- [Data excerpts]:
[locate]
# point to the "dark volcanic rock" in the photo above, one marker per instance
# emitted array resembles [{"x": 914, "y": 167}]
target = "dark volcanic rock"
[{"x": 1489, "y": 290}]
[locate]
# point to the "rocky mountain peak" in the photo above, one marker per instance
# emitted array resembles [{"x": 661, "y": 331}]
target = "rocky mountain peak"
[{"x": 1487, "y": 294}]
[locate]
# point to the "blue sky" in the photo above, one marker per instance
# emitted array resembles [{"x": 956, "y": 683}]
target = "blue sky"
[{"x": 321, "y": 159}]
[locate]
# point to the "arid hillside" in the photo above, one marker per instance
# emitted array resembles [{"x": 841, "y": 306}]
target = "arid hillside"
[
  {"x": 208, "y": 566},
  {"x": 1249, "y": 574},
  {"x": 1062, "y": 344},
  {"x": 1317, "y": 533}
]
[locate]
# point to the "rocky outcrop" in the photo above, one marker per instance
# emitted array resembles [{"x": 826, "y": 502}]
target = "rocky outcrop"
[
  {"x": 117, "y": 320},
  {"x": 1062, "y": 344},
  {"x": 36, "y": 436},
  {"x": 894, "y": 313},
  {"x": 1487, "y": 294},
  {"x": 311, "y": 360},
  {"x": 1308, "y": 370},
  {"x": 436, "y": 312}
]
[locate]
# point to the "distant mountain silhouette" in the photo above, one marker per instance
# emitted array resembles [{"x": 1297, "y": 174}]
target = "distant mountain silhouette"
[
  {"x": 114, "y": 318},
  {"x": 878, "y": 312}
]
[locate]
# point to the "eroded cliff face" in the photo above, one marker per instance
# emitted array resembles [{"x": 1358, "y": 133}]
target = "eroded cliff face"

- [The problem]: Lay out every line of the data above as a Markdown table with two columns, Row and Line. Number the rows in order and leave out any blank lines.

- [Problem solution]:
| Row | Line |
|---|---|
| 1 | [locate] |
| 2 | # point to the "dark volcanic rock" in the photo above, one marker per instance |
| 3 | # emitted array resembles [{"x": 914, "y": 167}] |
| 4 | target = "dark volcanic rock" |
| 5 | [{"x": 1489, "y": 290}] |
| 6 | [locate] |
| 7 | # point to the "rocky mountain peak" in the photo above, one marker per instance |
| 8 | # emitted array resembles [{"x": 661, "y": 331}] |
| 9 | target = "rocky mountain peak" |
| 10 | [{"x": 1487, "y": 294}] |
| 11 | [locate] |
| 12 | # point to the "blue sky" in the photo above, one marker per instance |
| 13 | # emitted array resembles [{"x": 956, "y": 683}] |
| 14 | target = "blue sky" |
| 15 | [{"x": 321, "y": 159}] |
| 16 | [locate] |
| 17 | # point to the "arid hillside" in the photo above, one marker per instance |
| 18 | # emitted array resembles [{"x": 841, "y": 306}] |
| 19 | target = "arid hillside" |
| 20 | [ |
| 21 |   {"x": 208, "y": 566}, |
| 22 |   {"x": 1249, "y": 574}, |
| 23 |   {"x": 1062, "y": 344}, |
| 24 |   {"x": 1317, "y": 533} |
| 25 | ] |
| 26 | [locate] |
| 27 | # point to the "rocky outcrop" in the photo above, one marker per instance |
| 28 | # emitted array resembles [{"x": 826, "y": 502}] |
| 29 | target = "rocky outcrop" |
| 30 | [ |
| 31 |   {"x": 117, "y": 320}, |
| 32 |   {"x": 1062, "y": 344}, |
| 33 |   {"x": 36, "y": 436}, |
| 34 |   {"x": 894, "y": 313}, |
| 35 |   {"x": 1487, "y": 294}, |
| 36 |   {"x": 311, "y": 360}, |
| 37 |   {"x": 1308, "y": 370}, |
| 38 |   {"x": 436, "y": 312} |
| 39 | ] |
| 40 | [locate] |
| 41 | # point to the "distant mountain silhouette" in the photo above, one marker per instance |
| 42 | # emitted array resembles [{"x": 1297, "y": 174}] |
| 43 | target = "distant mountain silhouette" |
| 44 | [ |
| 45 |   {"x": 114, "y": 318}, |
| 46 |   {"x": 878, "y": 312} |
| 47 | ] |
| 48 | [locate] |
| 49 | # point to the "eroded cliff face" in the photo above, one marker per instance |
| 50 | # emitted array resembles [{"x": 1358, "y": 133}] |
| 51 | target = "eroded cliff face" |